(Dataset entries)

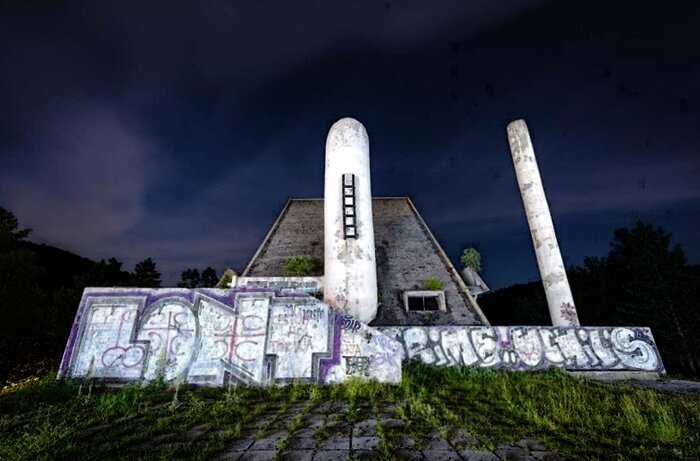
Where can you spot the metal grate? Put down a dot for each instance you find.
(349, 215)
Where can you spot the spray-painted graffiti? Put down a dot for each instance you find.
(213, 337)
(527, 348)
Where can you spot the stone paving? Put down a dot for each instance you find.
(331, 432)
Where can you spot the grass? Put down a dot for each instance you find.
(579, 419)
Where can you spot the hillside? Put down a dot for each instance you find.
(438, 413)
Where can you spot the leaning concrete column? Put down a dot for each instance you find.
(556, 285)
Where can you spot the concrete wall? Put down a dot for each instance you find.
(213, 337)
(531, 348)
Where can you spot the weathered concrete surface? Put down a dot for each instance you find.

The problem » Every line above goes into the copy unchanged; the pictures do not.

Answer space »
Where can you spot the metal grate? Put down a dot for each instance you find.
(349, 215)
Where can you spot the spray-painted graffiti? Put down a dot for each instance you find.
(213, 337)
(527, 348)
Where can you spot the stone paving? Put down a dot for each instance you find.
(331, 432)
Where can you spot the grass? Put down a dot for each instance you find.
(579, 419)
Where can you spot the hillside? Put down a dot for each instance you find.
(438, 413)
Where can you spot the leaning concrete column? Put down a dot for each instance you find.
(556, 285)
Where can you spot the concrete wall? Put down a dot for each instance you find.
(213, 337)
(531, 348)
Where can you spot the weathered concrete surface? Put down a dot for each instance you find.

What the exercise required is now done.